> EXTRACT
>>>>>
- Born: August 6, 1981 (age 45) Tokyo, Japan
- Occupations: Actor, singer
- Years active: 2000–present
- Agent: Candid
- Known for: Elisabeth; Flowers for Algernon; Death Note: The Musical; Mr. Nietzsche in the Convenience Store;
- Height: 181 cm (5 ft 11 in)
- Website: Official Profile

= Kenji Urai =

Japanese actor and singer (born 1981)

Kenji Urai (浦井 健治, Urai Kenji) is a Japanese actor and singer known for his versatile performances in theater and television. In particular he is known for his roles in major theater productions such as Elisabeth, Death Note: The Musical and Crest of the Royal Family.

== Career ==
Urai debuted as an actor in 2000 in Kamen Rider Kuuga television series. In 2001 he played Mamoru Chiba/Tuxedo Mask in Sailor Moon Musicals and started his career in theater. In 2004 he portrayed Rudolf in Elisabeth and reprised the role multiple times until 2010. He is also known for portraying Matsukoma in Mr. Nietzsche in the Convenience Store television drama and Light Yagami in Death Note: The Musical.
<<<<<
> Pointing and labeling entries
>>>>>
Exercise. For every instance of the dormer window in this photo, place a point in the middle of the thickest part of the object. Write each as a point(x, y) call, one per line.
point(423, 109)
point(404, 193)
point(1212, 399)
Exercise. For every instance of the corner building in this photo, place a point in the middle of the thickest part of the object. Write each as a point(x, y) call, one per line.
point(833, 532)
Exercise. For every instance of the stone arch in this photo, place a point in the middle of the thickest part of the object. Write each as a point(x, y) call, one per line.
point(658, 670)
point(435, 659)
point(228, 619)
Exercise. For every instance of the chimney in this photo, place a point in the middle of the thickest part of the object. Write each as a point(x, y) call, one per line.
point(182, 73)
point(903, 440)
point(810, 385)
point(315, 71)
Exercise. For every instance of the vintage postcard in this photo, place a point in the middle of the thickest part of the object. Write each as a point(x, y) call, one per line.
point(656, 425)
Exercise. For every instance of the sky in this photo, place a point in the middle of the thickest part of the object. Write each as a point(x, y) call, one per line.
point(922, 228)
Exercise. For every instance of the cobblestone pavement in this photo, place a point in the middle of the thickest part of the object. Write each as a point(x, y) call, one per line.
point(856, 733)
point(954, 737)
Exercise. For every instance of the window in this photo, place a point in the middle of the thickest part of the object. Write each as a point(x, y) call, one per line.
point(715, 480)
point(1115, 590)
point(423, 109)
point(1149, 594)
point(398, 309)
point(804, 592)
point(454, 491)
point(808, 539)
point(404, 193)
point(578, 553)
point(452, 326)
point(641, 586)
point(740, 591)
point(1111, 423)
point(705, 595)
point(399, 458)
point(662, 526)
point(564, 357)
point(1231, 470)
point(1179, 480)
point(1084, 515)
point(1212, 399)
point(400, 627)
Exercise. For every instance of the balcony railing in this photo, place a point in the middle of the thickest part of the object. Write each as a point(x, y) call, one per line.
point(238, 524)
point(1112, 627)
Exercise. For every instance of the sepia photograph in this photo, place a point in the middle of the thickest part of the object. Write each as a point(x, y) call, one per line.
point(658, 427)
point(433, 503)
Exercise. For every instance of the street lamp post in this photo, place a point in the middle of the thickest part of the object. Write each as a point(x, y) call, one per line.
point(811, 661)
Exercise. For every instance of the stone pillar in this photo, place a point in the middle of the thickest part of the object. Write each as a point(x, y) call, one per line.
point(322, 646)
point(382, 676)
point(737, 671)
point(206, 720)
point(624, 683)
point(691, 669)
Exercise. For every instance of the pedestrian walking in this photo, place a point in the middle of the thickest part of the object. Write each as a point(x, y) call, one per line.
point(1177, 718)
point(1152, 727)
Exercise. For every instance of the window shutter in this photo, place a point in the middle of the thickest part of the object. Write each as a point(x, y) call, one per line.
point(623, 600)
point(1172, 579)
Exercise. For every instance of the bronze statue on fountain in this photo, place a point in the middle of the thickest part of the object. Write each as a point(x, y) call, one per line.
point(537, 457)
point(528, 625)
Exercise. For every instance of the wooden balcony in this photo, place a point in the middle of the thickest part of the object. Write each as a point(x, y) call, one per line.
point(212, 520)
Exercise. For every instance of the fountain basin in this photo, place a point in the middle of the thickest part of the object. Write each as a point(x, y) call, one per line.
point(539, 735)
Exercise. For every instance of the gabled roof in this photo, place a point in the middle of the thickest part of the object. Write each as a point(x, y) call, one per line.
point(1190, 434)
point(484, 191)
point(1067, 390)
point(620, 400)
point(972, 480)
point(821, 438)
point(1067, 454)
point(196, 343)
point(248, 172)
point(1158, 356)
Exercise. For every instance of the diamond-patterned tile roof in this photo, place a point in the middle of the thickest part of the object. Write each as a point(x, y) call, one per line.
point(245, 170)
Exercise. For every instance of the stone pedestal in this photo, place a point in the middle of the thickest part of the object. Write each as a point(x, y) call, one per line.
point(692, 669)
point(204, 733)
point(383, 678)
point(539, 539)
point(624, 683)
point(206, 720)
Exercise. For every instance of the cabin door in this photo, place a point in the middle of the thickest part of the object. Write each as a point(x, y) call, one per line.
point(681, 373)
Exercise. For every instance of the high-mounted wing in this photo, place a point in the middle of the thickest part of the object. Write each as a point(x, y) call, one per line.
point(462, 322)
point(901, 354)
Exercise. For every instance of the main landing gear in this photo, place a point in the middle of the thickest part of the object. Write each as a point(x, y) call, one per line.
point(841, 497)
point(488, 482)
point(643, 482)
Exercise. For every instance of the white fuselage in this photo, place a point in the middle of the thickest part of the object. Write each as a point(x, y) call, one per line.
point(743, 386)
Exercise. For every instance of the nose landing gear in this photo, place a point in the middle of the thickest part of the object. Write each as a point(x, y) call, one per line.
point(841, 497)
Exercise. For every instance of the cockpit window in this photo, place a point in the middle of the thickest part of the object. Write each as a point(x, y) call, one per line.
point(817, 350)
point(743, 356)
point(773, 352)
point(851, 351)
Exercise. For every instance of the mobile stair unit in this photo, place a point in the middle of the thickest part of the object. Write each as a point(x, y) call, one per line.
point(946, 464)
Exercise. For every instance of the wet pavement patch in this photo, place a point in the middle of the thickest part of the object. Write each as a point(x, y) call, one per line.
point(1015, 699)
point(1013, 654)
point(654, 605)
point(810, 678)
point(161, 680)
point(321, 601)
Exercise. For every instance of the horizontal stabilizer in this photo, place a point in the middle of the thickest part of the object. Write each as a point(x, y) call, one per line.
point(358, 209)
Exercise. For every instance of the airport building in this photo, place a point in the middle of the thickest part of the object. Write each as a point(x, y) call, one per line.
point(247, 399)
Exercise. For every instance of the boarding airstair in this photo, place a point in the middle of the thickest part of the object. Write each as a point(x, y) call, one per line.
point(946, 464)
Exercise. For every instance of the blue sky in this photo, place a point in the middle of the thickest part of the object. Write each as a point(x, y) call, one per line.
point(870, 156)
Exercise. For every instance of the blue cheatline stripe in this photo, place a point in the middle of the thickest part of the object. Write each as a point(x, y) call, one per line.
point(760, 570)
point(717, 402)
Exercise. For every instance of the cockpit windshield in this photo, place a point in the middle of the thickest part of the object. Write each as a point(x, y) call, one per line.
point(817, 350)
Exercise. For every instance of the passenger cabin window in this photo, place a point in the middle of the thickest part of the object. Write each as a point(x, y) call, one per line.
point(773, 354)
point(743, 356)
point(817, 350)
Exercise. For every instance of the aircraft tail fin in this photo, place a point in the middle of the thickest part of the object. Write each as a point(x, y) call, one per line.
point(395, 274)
<<<<<
Echo the entire Kenji Urai profile word for word. This listing has no connection to the text.

> RESPONSE BELOW
- Born: August 6, 1981 (age 45) Tokyo, Japan
- Occupations: Actor, singer
- Years active: 2000–present
- Agent: Candid
- Known for: Elisabeth; Flowers for Algernon; Death Note: The Musical; Mr. Nietzsche in the Convenience Store;
- Height: 181 cm (5 ft 11 in)
- Website: Official Profile

= Kenji Urai =

Japanese actor and singer (born 1981)

Kenji Urai (浦井 健治, Urai Kenji) is a Japanese actor and singer known for his versatile performances in theater and television. In particular he is known for his roles in major theater productions such as Elisabeth, Death Note: The Musical and Crest of the Royal Family.

== Career ==
Urai debuted as an actor in 2000 in Kamen Rider Kuuga television series. In 2001 he played Mamoru Chiba/Tuxedo Mask in Sailor Moon Musicals and started his career in theater. In 2004 he portrayed Rudolf in Elisabeth and reprised the role multiple times until 2010. He is also known for portraying Matsukoma in Mr. Nietzsche in the Convenience Store television drama and Light Yagami in Death Note: The Musical.